--- What is being asked ---
When you copy the entries, match them exactly and omit the pictures.

----- Supplied records

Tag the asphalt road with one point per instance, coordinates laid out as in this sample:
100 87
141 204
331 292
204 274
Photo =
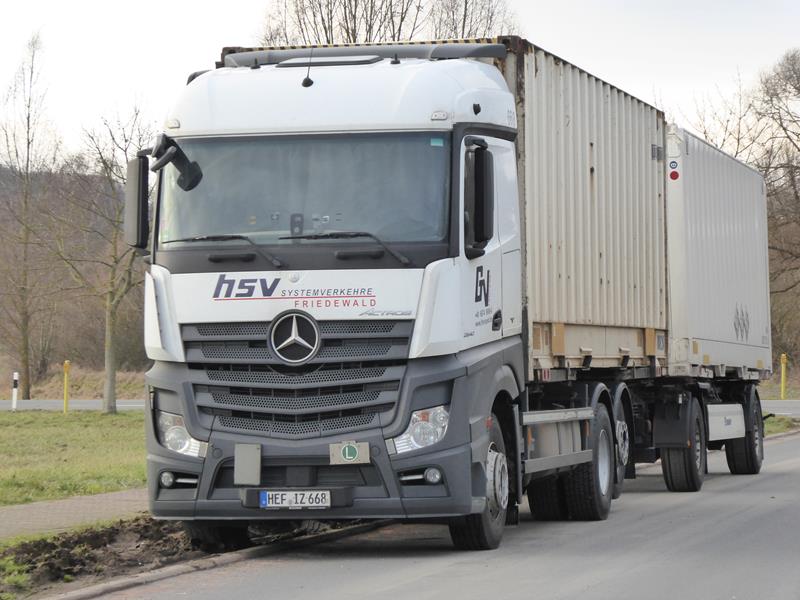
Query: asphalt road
738 538
782 407
73 404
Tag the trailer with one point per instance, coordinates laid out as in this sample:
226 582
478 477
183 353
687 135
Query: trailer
426 280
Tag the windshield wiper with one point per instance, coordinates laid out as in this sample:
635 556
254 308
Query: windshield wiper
231 236
345 235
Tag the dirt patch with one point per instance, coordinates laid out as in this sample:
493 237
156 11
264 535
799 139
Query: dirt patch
99 553
80 558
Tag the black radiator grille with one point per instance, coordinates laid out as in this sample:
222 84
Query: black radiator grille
351 384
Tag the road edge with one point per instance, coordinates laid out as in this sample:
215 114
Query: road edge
212 562
783 434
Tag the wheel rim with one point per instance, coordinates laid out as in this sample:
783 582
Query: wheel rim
698 447
757 439
604 461
496 481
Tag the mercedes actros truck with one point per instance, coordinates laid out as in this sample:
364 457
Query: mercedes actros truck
423 281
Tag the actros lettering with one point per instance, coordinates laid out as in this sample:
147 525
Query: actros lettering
482 286
244 288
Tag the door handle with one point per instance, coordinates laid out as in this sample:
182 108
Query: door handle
497 320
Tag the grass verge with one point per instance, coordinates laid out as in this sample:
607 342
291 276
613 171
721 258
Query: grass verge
49 455
770 389
87 384
37 565
31 565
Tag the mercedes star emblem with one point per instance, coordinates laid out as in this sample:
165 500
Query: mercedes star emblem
295 338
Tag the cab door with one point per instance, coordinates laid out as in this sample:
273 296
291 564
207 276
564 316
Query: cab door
481 256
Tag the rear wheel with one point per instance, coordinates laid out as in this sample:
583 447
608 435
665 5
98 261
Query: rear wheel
746 454
622 449
546 499
484 531
212 536
684 468
588 488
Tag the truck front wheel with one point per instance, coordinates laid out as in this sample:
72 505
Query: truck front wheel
484 531
684 468
588 488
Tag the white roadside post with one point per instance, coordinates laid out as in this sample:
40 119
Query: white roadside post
14 389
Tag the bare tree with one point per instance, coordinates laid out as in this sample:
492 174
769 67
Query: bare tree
779 105
29 151
341 21
470 18
88 235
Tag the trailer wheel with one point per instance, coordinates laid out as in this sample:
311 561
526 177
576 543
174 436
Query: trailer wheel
622 449
684 468
546 499
484 531
211 536
746 454
588 488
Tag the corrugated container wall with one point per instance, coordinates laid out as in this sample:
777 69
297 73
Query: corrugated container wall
592 176
719 273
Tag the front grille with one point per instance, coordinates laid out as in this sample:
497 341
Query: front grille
353 383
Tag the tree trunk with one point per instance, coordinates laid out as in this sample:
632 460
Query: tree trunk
25 295
25 352
110 382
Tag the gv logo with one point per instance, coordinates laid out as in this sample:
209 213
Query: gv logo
482 286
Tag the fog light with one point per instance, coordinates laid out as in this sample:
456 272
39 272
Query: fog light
172 434
426 427
433 475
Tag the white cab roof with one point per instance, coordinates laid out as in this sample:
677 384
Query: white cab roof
371 97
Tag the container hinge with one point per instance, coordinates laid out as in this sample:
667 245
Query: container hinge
656 152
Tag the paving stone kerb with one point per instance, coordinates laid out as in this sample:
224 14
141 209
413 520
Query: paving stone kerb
54 516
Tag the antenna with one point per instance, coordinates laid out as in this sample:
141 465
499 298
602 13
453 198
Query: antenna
308 82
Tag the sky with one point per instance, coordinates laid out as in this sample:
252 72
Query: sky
101 58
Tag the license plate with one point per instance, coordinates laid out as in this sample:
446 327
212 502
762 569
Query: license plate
294 499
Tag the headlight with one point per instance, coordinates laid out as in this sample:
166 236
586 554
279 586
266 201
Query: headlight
173 436
425 428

----------

--- Solved exercise ---
Tag the asphalt road with one point per instance, coordinates laid out as in this sample:
100 87
141 204
331 292
204 274
Photo =
Query: asphalt road
738 538
782 407
73 404
Tag the trailer with one point per instance, coordinates laid out as in this sample:
226 582
478 477
183 353
687 135
Query: trailer
426 280
Tag the windshield wiper with one point per instance, coordinates laid out as in this sample:
635 556
254 308
Query: windshield wiper
231 236
345 235
Tag the dirt patch with one point per instance, coordinates laid out as in this sample:
493 237
156 11
264 535
799 139
Query: dirt patch
99 553
80 558
Tag the black radiator grille with one point per instance, coordinates laid out as in this sample:
222 84
Query: black radiator grille
351 384
Tag the road edge with one point per instance, coordinates laid out as in this sample:
215 114
Query: road edge
212 562
783 434
Tag the wheel rim with one point per instance, coordinates laid out as in this sample:
783 582
Query: wheel rim
698 447
757 439
604 461
496 481
Tag the mercedes actros truck with one point per instance, coordinates laid out as in this sample:
364 457
Query: mercedes actros truck
423 281
Tag the actros lettering with one point per instance, coordinates laid out as in this sample:
147 525
Query: actros lettering
482 286
244 288
Tag the door handle with one point per instance, coordinates laid out as in this sample:
182 108
Query: door handle
497 320
Tag the grass verge with one point per instance, coordinates laid out as in this sample:
607 342
291 276
613 171
721 258
Query: grass verge
49 455
770 389
87 384
37 565
31 565
Tag the mercedes star emblem with one point per instance, coordinates laid out as in this sample:
165 500
Query: mercedes star emblem
295 338
Tag the cab door with one point per instance, coordinates laid out as in this sample:
273 296
291 564
207 276
564 316
Query: cab door
481 256
Tag the rear wheel with one point per instance, coordinates laid out as in this sample:
583 447
608 435
665 5
98 261
Query: rear wheel
746 454
622 449
546 499
484 531
212 536
684 468
588 488
Tag the truck front wheel with one point per instance, coordinates laid out as in this sample:
72 505
Query: truck front wheel
484 531
684 468
588 488
Tag the white roadside post with one point per instance, coordinates laid out as in this sample:
40 119
Query: white roadside post
14 389
Tag the bare tree with one point per instance, coordinates laid out as in this sample:
492 174
769 67
Query: bare tree
779 105
29 151
341 21
470 18
88 235
Tag the trailer wheel with one point per instance, coordinates laid out as in this sample:
311 561
526 177
576 543
174 436
Query: trailer wheel
622 449
684 468
546 499
484 531
211 536
746 454
588 488
Tag the corrugated container wall with one point per instance, coordinates laid out as in this sample:
777 69
297 73
Query: corrugated container wall
592 176
719 273
Tag the front grille with one point per instance, coordinates laid out as in this sample:
497 341
Query: front grille
353 383
Tag the tree trunk with one point per instance, coordinates laid out as in this sample:
632 460
Query: tree trunk
25 295
25 352
110 382
Tag the gv logo with one point per instance, coordinates laid out as in this sample:
209 213
Query: gv logo
482 286
Tag the fog light with one point per instance, coordinates laid out as in this sample:
456 272
39 272
Query: fog light
172 434
426 427
433 475
Tag the white cab roof with one point per instance, coordinates laid out as in this sample:
677 384
Query: white cab roof
371 97
Tag the container hinge with one point per instance, coordinates laid out as in this sample:
667 245
Query: container hinge
656 152
Tag the paving stone kerb with one point per instance, coordinates laid out as in this sample:
224 14
141 209
413 520
Query: paving stone kerb
54 516
Tag the antenna with one point per instance, coordinates laid out as in this sample:
141 465
499 298
602 13
453 198
Query: antenna
308 82
Tag the sky with one point per instance, coordinates laid out as in this sample:
252 72
Query: sky
101 58
Tag the license plate with one point per instance, coordinates laid out as in this sample:
446 327
212 502
762 569
Query: license plate
294 499
Tag the headlight with one point per instance, coordinates laid out as in this sample:
166 236
586 554
279 586
266 201
Query: headlight
173 436
425 428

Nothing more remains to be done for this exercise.